:: Consigne ::
Recopiez mot pour mot chacune des entrées qui suivent, en laissant les images de côté.

○ ○ ○ ○ ○

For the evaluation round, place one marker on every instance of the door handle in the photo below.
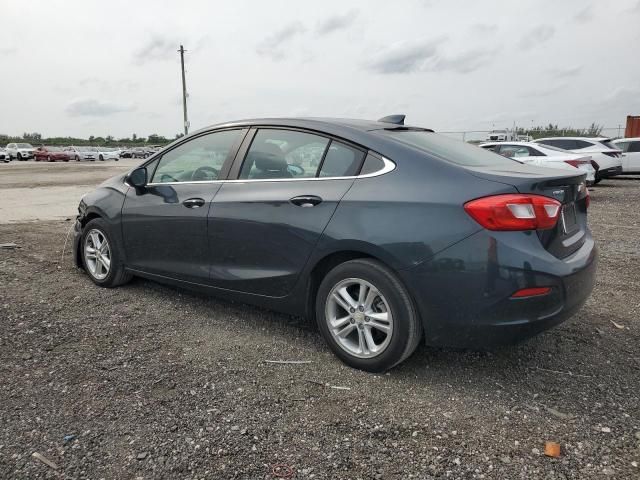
(193, 202)
(306, 200)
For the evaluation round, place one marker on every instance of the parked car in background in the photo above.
(544, 156)
(500, 136)
(140, 152)
(108, 153)
(51, 154)
(630, 154)
(606, 156)
(387, 235)
(20, 151)
(82, 153)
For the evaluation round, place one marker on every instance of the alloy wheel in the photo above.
(97, 254)
(359, 318)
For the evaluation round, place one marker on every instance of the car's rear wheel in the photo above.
(100, 256)
(366, 315)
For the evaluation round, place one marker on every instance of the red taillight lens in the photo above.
(514, 212)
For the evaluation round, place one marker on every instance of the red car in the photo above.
(51, 154)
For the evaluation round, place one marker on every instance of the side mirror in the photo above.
(138, 178)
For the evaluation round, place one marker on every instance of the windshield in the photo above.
(454, 151)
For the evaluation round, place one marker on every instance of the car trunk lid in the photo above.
(569, 188)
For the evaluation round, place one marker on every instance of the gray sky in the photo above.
(83, 68)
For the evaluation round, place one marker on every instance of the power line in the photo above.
(184, 91)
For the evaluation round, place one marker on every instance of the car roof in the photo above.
(523, 144)
(592, 139)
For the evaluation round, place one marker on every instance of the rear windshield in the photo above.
(454, 151)
(609, 144)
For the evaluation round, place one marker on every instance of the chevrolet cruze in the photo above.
(386, 235)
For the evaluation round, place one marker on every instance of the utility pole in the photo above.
(184, 91)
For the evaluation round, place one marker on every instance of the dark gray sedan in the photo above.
(385, 234)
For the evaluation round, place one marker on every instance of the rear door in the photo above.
(264, 225)
(164, 224)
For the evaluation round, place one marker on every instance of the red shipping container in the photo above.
(633, 126)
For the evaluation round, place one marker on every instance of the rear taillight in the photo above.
(514, 212)
(577, 163)
(531, 292)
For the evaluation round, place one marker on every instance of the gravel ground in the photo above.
(146, 381)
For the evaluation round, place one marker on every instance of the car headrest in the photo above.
(269, 158)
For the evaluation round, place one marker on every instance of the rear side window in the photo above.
(371, 165)
(341, 161)
(583, 144)
(276, 154)
(454, 151)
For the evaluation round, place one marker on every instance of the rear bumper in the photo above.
(609, 172)
(463, 294)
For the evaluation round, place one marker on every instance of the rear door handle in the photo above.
(306, 200)
(193, 202)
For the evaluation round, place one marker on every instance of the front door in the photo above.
(264, 226)
(164, 224)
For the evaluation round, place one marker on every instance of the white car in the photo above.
(630, 154)
(106, 153)
(82, 153)
(607, 156)
(500, 136)
(21, 151)
(544, 156)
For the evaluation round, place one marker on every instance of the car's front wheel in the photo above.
(366, 315)
(100, 256)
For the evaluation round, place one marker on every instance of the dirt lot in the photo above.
(146, 381)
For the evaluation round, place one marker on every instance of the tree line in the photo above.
(36, 139)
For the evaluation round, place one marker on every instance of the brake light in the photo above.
(587, 198)
(531, 292)
(577, 163)
(511, 212)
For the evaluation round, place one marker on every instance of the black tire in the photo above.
(407, 329)
(117, 274)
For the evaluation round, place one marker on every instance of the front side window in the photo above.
(197, 160)
(278, 154)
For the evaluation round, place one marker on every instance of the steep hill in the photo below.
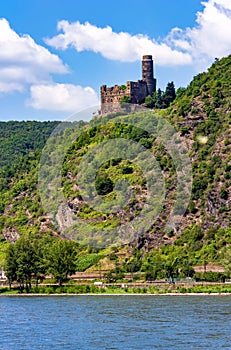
(202, 115)
(19, 138)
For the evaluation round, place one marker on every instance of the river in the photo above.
(115, 322)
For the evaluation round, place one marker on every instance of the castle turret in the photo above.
(147, 74)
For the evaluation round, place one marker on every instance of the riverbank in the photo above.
(114, 294)
(124, 289)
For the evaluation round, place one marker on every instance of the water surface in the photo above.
(115, 322)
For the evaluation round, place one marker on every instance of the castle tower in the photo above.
(147, 74)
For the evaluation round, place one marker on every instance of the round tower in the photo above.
(147, 74)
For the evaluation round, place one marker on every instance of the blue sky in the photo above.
(54, 55)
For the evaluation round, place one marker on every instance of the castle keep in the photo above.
(133, 92)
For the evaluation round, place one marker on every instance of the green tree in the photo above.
(61, 259)
(170, 93)
(11, 264)
(103, 184)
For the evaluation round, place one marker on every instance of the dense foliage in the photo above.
(201, 114)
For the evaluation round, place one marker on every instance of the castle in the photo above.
(133, 92)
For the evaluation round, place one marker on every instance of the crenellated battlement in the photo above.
(133, 92)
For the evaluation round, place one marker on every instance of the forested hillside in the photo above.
(202, 115)
(19, 138)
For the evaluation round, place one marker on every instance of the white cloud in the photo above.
(62, 97)
(23, 62)
(117, 46)
(210, 38)
(198, 46)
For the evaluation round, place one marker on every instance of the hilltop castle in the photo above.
(133, 92)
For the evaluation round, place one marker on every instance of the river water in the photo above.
(115, 322)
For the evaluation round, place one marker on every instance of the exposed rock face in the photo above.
(64, 217)
(11, 234)
(134, 92)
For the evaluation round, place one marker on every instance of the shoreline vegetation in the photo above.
(120, 289)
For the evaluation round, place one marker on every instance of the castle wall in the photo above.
(111, 97)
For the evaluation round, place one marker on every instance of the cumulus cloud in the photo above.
(209, 38)
(117, 46)
(62, 97)
(24, 62)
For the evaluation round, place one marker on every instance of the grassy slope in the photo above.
(202, 115)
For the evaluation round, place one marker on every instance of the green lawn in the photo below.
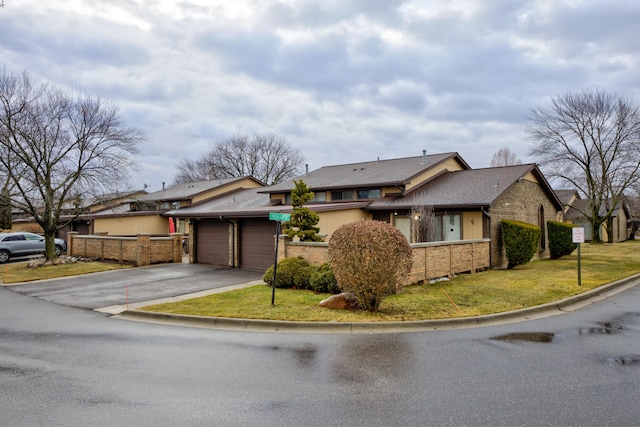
(493, 291)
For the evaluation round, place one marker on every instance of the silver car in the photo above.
(21, 244)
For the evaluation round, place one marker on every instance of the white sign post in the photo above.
(578, 237)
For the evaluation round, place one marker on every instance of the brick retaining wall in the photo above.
(141, 250)
(430, 260)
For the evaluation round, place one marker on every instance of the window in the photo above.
(369, 194)
(342, 195)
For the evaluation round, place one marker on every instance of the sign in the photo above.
(279, 216)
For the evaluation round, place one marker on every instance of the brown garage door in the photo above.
(257, 244)
(212, 242)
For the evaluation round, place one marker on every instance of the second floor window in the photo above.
(342, 195)
(369, 194)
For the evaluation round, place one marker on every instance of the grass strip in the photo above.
(487, 292)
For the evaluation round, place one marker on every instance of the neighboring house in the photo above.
(146, 213)
(567, 197)
(577, 213)
(467, 204)
(86, 208)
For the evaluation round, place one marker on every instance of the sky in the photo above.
(343, 80)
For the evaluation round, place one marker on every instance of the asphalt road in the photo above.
(133, 285)
(66, 366)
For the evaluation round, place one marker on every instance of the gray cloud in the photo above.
(343, 80)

○ ○ ○ ○ ○

:: Réponse attendue ::
For the evaluation round, place one marker on every instance of the door handle in the photo below.
(193, 202)
(306, 200)
For the evaluation round, place one marker on every instance of the parked car in background in the photo above.
(544, 156)
(500, 136)
(140, 152)
(108, 153)
(51, 154)
(630, 154)
(606, 156)
(387, 235)
(20, 151)
(82, 153)
For the evaluation round, place one marker on every instance of the alloy wheel in the photo above.
(97, 254)
(359, 318)
For the evaluation round, place one marker on every instance of the car's rear wheel in the photo above.
(100, 256)
(366, 315)
For the evaluation round, place one marker on every instance of the red taillight lens in the photo above.
(514, 212)
For the evaluation round, place one marker on every instance of the red car in the photo above.
(51, 154)
For the evaluation round, place one marker on every instance of the side mirror in the photo above.
(138, 178)
For the evaluation round, place one marker on every instance of the windshield in the photo above.
(454, 151)
For the evaluation round, place one marker on every instance of the car trunk lid in the photo above.
(569, 188)
For the evaluation round, place one marker on every instance of the gray sky in the photo above.
(83, 68)
For the evaluation round, place one marker on every instance of the power line in the photo above.
(184, 91)
For the evaluation round, place one marker on every instance of the car roof in the photo above.
(523, 144)
(592, 139)
For the evaluation round, place one marker on every instance of the rear windshield in the photo above.
(454, 151)
(609, 144)
For the evaluation round, place one marker on every instance of the chevrolet cruze in the photo above.
(386, 235)
For the evaluation round, place one marker on every instance of the utility pole in the photo above.
(184, 91)
For the evaluation round, place one marker on every instance of the dark gray sedan in the photo above.
(385, 234)
For the evaluation round, place one marker on every instance of the rear door in the photo above.
(264, 225)
(164, 224)
For the evaluation round, place one marker on every instance of the red shipping container in the photo above.
(633, 126)
For the evaluation round, place one marker on every instance of the rear taillight in the photo above.
(514, 212)
(577, 163)
(531, 292)
For the evaluation round, place one marker on every instance of the gravel ground in the photo above.
(146, 381)
For the evaluation round, place one marker on every instance of the car headrest in the photo above.
(269, 158)
For the evaluation round, place one marker on every instance of the rear side window in the photo above.
(371, 165)
(341, 161)
(583, 144)
(276, 154)
(454, 151)
For the evaluation round, place one marker on every instance of the rear bumper in the photo above.
(609, 172)
(463, 294)
For the evaluation round, place one marker on every instance of the rear door handle in the photo above.
(306, 200)
(193, 202)
For the evaluation round, place one marker on every instance of the front door in the photo above.
(264, 226)
(164, 224)
For the evaluation round, place one marker on every instance of the white car in the photo above.
(630, 154)
(106, 153)
(82, 153)
(607, 156)
(500, 136)
(21, 151)
(544, 156)
For the evaluation round, place one marker on every instance of the car's front wheel in the photo above.
(366, 315)
(100, 256)
For the evaluation round, place one marker on every instance of the dirt lot in the photo above.
(146, 381)
For the evaluation round, place one marker on every instance of the tree line in the photo above.
(36, 139)
For the evaluation round, place one marker on every instance of the brake light in the photo above.
(587, 198)
(531, 292)
(577, 163)
(511, 212)
For the evaluation round, place one marker on every instance of the black tire in the photo above.
(407, 329)
(117, 274)
For the evaluation round, place one marker on every instance of the front side window in the photo above.
(197, 160)
(278, 154)
For the evaluation round, place one marker on every instance of the steep hill in the photo below.
(202, 115)
(19, 138)
For the evaluation round, place one marker on every instance of the river in the photo above.
(115, 322)
For the evaluation round, place one marker on every instance of the castle turret in the photo above.
(147, 74)
For the evaluation round, place one marker on every instance of the riverbank in the photo above.
(114, 294)
(124, 289)
For the evaluation round, place one marker on every instance of the water surface in the photo above.
(115, 322)
For the evaluation round, place one marker on every instance of the castle tower in the photo above.
(147, 74)
For the evaluation round, place one marker on every instance of the round tower in the photo above.
(147, 74)
For the evaluation round, place one marker on every instance of the blue sky in the photo above.
(54, 55)
For the evaluation round, place one marker on every instance of the castle keep in the photo above.
(133, 92)
For the evaluation round, place one marker on every instance of the green tree in the photo above.
(61, 259)
(170, 93)
(11, 264)
(103, 184)
For the evaluation round, place one marker on every instance of the dense foliage in the photo above.
(201, 114)
For the evaluation round, place one marker on every instance of the castle in the photo above.
(133, 92)
For the evaluation round, place one marker on every instance of the crenellated battlement in the photo above.
(133, 92)
For the evaluation round, place one marker on every instance of the forested hillside in the photo above.
(202, 115)
(19, 138)
For the evaluation round, place one marker on every instance of the white cloud in the photo above.
(62, 97)
(23, 62)
(117, 46)
(210, 38)
(198, 46)
For the evaluation round, place one marker on every instance of the hilltop castle in the photo above.
(133, 92)
For the evaluation round, place one marker on every instance of the river water in the photo above.
(115, 322)
For the evaluation round, place one marker on every instance of the exposed rock face in the photo above.
(64, 217)
(11, 234)
(134, 92)
For the evaluation round, place one marker on every instance of the shoreline vegetation in the photo above.
(120, 289)
For the evaluation round, place one marker on every instance of the castle wall in the photo above.
(111, 97)
For the evaluation round, place one marker on every instance of the cumulus cloud in the photo above.
(209, 38)
(117, 46)
(62, 97)
(24, 62)
For the evaluation round, place one marker on every instance of the grassy slope in the photo above.
(202, 115)
For the evaluation round, place one marker on every instance of the green lawn in the photo below.
(493, 291)
For the evaluation round, place one marker on every instance of the silver car in the photo above.
(21, 244)
For the evaluation round, place one marker on every instance of the white sign post in the photo above.
(578, 237)
For the evaluation round, place one marker on every instance of the brick retaining wall in the photo above.
(141, 250)
(430, 260)
For the evaluation round, place one marker on every instance of the window in the photo above.
(369, 194)
(342, 195)
For the evaluation round, place one marker on every instance of the sign in the photo above.
(279, 216)
For the evaluation round, place one marker on every instance of the brown garage door in the photo above.
(257, 244)
(212, 242)
For the evaluation round, place one marker on every instance of the second floor window in the photo above.
(342, 195)
(369, 194)
For the evaluation round, place one marker on every instance of the grass strip in the photo above.
(487, 292)
For the evaluation round, place one marker on every instance of the neighboring house in the photo above.
(146, 213)
(567, 197)
(577, 213)
(467, 204)
(86, 208)
For the evaluation round, place one marker on every instance of the sky in the photo above.
(343, 80)
For the evaluation round, place one marker on every instance of the asphalt road in the photo above.
(133, 285)
(66, 366)
For the evaluation round, place one marker on every instance of the gray cloud in the photo above.
(343, 80)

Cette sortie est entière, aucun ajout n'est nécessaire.